> Instructions to follow
In the records below, take the line containing "What element on screen corresponds to the building" and every line following it, and write them out exactly.

> Data for review
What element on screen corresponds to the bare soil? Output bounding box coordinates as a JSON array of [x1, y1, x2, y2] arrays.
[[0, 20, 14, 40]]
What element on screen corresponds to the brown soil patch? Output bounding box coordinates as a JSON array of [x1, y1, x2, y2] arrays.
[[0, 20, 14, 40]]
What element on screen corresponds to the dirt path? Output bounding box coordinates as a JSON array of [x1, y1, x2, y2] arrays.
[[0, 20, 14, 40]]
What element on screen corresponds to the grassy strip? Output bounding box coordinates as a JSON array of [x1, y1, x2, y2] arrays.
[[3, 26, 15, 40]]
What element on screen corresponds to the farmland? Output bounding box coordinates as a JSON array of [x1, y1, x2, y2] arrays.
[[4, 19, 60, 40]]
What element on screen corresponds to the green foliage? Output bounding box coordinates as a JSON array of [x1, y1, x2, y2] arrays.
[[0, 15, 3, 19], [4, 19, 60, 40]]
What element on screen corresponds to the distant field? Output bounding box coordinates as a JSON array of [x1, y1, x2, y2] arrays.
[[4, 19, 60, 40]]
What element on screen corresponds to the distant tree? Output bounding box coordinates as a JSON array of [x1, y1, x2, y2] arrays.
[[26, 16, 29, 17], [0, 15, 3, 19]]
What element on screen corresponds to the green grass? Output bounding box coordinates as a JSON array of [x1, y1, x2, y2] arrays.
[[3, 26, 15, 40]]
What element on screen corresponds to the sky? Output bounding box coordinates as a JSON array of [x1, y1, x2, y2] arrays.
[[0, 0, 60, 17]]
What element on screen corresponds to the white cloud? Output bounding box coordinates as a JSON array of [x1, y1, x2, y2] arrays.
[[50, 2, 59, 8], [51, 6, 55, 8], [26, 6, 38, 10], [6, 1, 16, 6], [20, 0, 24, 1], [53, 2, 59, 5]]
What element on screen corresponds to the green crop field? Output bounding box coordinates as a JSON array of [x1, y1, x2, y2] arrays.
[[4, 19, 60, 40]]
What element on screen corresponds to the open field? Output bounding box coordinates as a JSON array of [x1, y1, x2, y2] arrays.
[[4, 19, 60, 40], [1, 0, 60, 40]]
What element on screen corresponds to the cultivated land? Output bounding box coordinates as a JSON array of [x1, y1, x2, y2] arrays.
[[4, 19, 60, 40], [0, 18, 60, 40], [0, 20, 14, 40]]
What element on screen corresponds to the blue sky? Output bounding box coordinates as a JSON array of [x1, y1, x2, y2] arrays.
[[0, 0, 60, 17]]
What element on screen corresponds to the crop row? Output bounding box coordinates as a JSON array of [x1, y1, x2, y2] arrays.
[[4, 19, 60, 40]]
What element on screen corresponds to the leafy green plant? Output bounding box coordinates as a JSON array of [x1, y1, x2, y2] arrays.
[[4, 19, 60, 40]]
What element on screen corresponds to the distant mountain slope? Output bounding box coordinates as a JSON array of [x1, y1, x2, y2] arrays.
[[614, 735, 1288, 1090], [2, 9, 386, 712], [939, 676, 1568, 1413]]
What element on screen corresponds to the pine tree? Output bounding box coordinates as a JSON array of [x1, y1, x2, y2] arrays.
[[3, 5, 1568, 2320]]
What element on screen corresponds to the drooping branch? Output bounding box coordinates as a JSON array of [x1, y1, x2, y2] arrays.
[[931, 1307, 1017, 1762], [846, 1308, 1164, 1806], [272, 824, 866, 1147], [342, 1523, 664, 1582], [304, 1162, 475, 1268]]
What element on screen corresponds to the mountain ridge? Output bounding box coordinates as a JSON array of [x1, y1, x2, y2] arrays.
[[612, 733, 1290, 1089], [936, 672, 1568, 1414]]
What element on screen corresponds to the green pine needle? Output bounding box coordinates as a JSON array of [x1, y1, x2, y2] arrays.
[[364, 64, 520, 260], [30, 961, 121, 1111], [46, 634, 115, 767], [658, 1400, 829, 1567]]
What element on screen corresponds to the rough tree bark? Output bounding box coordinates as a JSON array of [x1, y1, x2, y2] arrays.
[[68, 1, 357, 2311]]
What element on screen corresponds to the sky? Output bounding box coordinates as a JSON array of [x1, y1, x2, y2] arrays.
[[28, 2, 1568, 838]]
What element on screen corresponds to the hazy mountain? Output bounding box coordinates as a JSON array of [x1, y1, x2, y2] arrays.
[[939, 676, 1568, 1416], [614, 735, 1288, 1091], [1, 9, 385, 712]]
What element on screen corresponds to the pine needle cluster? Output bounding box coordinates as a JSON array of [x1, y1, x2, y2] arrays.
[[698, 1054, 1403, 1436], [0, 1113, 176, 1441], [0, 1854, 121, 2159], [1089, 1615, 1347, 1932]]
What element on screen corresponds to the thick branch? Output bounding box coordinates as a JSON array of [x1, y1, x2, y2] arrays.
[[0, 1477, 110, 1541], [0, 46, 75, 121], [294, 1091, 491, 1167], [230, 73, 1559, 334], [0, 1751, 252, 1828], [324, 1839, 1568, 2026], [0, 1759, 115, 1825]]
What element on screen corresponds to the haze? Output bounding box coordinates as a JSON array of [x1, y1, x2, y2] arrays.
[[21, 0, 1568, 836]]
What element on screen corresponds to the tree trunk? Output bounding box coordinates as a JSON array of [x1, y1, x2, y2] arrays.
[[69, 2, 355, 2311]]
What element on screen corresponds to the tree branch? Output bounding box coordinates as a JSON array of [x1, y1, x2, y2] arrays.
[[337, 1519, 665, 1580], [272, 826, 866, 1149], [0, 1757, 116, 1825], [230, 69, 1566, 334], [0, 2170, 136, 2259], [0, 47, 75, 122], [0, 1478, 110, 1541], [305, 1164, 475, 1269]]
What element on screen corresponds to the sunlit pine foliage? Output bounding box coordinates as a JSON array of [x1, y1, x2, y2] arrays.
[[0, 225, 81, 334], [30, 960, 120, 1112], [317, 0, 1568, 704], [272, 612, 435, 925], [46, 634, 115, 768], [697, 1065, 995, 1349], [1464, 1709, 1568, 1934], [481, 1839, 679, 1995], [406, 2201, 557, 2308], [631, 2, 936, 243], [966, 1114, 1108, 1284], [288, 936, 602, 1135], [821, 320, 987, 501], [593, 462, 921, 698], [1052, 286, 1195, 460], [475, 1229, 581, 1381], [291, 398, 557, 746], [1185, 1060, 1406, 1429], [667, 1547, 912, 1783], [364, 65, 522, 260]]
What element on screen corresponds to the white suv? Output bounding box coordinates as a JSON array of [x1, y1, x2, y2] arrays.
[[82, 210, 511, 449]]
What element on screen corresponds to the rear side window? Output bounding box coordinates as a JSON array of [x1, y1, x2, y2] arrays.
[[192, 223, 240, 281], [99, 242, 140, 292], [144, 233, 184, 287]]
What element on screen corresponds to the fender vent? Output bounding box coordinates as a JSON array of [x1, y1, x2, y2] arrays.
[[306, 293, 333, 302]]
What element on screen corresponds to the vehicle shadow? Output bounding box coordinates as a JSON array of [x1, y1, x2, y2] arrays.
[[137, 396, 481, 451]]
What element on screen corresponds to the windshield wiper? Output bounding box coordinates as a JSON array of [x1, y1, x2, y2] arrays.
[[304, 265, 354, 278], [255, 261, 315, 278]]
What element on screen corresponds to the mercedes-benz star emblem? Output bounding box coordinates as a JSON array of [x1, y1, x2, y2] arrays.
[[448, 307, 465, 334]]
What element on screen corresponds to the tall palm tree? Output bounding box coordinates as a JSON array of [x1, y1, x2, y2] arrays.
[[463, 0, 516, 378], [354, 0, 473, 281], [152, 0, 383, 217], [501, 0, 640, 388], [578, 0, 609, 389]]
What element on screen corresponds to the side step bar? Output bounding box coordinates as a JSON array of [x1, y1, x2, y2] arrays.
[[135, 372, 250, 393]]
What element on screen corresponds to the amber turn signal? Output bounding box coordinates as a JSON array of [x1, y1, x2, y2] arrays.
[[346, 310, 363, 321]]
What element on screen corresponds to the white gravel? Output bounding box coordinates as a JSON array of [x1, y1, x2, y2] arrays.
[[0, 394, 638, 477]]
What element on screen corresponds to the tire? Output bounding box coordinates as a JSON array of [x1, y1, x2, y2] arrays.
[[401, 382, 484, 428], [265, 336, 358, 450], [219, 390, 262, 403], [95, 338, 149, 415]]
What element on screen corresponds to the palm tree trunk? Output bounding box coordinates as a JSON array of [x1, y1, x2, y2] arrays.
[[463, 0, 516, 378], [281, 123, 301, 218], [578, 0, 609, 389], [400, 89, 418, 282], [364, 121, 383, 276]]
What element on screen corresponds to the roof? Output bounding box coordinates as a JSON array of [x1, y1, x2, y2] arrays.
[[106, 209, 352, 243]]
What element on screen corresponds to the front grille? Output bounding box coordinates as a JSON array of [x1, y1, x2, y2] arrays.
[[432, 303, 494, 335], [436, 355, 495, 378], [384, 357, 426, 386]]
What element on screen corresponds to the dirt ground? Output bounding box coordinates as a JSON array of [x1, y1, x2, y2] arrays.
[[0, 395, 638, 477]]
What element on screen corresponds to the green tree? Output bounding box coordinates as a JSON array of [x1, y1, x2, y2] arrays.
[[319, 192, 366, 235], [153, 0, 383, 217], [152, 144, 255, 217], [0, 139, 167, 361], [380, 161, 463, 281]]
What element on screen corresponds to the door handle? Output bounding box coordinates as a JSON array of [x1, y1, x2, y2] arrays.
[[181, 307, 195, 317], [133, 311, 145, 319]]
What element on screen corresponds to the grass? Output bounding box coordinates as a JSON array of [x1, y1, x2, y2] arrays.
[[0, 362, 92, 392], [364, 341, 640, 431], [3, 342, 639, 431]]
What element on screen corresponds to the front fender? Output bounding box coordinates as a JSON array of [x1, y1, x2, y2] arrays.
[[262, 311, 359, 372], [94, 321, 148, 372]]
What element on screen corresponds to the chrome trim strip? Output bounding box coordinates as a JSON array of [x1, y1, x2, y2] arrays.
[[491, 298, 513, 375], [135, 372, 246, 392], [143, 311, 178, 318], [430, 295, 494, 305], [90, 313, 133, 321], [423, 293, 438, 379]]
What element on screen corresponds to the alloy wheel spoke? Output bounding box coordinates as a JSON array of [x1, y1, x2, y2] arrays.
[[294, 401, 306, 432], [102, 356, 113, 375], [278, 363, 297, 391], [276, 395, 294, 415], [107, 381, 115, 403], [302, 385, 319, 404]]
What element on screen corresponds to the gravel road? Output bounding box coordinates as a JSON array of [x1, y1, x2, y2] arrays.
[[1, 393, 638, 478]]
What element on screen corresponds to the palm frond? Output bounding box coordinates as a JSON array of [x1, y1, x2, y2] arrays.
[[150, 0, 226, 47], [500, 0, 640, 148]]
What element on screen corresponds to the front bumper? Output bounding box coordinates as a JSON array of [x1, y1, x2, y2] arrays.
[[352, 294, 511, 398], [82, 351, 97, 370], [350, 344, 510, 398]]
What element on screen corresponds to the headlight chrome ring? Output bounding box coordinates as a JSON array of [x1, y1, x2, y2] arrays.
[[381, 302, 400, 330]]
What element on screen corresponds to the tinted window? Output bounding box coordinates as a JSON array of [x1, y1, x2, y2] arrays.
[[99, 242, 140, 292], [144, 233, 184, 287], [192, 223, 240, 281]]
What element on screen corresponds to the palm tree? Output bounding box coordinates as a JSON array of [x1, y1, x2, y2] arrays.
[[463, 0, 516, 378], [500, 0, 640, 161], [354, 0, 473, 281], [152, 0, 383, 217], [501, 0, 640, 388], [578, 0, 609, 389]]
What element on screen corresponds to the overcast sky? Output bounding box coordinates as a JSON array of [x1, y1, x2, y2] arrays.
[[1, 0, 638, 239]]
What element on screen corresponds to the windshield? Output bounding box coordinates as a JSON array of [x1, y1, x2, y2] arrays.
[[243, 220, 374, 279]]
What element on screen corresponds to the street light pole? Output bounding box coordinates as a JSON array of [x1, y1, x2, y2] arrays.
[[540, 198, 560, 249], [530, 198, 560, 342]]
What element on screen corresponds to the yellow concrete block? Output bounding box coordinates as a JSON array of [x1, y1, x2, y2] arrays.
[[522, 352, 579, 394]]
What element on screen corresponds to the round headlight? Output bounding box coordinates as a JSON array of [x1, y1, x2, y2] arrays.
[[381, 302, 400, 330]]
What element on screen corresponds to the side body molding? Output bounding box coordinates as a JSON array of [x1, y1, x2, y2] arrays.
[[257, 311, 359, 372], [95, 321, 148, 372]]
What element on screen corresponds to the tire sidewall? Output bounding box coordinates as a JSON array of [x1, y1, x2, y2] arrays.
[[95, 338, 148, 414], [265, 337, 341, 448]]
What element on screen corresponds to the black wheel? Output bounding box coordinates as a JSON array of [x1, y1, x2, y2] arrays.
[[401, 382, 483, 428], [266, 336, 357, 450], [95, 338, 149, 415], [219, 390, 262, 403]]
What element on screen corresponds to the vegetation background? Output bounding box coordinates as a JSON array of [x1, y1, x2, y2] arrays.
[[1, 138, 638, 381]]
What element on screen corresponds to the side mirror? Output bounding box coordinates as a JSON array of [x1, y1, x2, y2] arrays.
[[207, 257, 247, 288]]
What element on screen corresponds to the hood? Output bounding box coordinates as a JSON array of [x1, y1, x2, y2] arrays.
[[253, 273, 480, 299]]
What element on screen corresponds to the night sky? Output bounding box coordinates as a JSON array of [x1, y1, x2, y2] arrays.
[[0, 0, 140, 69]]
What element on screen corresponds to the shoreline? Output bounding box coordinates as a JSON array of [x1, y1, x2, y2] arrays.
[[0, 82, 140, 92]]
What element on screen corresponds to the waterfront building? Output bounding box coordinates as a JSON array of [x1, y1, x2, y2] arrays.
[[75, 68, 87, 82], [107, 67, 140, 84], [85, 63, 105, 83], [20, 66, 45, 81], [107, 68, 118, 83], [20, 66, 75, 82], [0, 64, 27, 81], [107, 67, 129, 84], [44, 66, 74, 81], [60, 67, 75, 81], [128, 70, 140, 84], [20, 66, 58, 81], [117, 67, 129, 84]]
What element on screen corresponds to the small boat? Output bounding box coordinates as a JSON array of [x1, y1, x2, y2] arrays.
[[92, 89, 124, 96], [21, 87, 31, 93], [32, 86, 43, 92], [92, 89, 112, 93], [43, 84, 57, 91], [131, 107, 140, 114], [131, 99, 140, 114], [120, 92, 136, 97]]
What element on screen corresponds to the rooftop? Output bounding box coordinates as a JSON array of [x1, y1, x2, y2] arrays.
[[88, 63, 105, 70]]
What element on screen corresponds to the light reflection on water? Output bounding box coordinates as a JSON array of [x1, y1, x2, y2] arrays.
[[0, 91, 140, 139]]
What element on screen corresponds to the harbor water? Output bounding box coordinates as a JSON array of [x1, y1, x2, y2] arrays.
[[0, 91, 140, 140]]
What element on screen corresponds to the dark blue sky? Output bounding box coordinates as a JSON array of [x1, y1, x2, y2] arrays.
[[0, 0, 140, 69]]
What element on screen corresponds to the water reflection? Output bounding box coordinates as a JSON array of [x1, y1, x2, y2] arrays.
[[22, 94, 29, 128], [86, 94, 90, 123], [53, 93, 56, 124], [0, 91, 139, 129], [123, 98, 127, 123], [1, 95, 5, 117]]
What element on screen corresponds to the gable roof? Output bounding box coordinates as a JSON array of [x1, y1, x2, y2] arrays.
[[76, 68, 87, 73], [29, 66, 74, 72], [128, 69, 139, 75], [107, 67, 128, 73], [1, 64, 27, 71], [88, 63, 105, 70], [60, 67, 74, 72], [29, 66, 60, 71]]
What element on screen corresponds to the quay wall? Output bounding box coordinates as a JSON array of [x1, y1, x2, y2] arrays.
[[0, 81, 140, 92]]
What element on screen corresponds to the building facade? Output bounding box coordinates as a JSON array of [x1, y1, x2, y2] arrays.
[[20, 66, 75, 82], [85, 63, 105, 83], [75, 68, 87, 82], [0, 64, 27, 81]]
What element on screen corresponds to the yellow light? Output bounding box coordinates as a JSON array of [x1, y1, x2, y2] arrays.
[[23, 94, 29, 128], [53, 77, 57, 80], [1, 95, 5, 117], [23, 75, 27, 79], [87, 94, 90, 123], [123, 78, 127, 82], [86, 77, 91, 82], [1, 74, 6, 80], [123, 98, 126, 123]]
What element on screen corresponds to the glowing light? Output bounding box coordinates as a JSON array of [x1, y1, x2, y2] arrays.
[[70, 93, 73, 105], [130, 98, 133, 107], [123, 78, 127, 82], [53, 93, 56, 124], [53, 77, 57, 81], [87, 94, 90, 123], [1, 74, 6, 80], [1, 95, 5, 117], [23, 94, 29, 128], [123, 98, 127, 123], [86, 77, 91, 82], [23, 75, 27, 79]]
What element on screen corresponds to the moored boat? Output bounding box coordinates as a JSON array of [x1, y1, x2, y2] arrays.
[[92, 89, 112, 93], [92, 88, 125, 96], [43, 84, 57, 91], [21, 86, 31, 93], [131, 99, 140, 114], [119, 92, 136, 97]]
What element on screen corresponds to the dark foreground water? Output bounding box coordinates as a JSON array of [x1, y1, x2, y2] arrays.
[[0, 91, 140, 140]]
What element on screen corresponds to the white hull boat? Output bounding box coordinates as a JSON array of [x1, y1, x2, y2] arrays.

> Solution for this task
What element on screen corresponds to the building facade? Output bounding box coordinates as a JSON array of [x1, y1, x2, y2] arrays.
[[20, 66, 75, 82], [85, 63, 105, 83], [75, 68, 87, 82], [0, 64, 27, 81]]
What element on screen corresponds to the yellow light? Output bounding box coordinates as a JSON array of [x1, y1, x2, y2] arrays.
[[23, 94, 29, 128], [53, 77, 57, 80], [1, 95, 5, 117], [23, 75, 27, 79], [87, 94, 90, 123], [123, 78, 127, 82], [86, 77, 91, 82], [1, 74, 6, 80], [123, 98, 126, 123]]
What element on screen corresponds to the glowing light? Output bounding box coordinates as a JSON array of [x1, y1, x2, y2] arrays.
[[70, 93, 73, 105], [130, 98, 133, 107], [123, 78, 127, 82], [53, 93, 56, 124], [53, 77, 57, 81], [87, 94, 90, 123], [1, 74, 6, 80], [1, 95, 5, 117], [23, 94, 29, 128], [123, 98, 127, 123], [86, 77, 91, 82], [23, 75, 27, 79]]
What element on screen corresponds to the moored boat? Output bounding box coordinates as a JSON array of [x1, y1, x2, y2] arrays.
[[92, 89, 112, 93], [92, 88, 125, 96], [43, 84, 57, 91], [21, 86, 31, 93], [131, 99, 140, 114], [119, 92, 136, 97]]
What element on screen corresponds to the dark foreground water? Output bounding box coordinates as a JSON array of [x1, y1, x2, y2] arrays.
[[0, 91, 140, 140]]
What element on screen corresponds to the white hull boat? Output bounding box coordinates as a JSON array of [x1, y1, x2, y2] arrays.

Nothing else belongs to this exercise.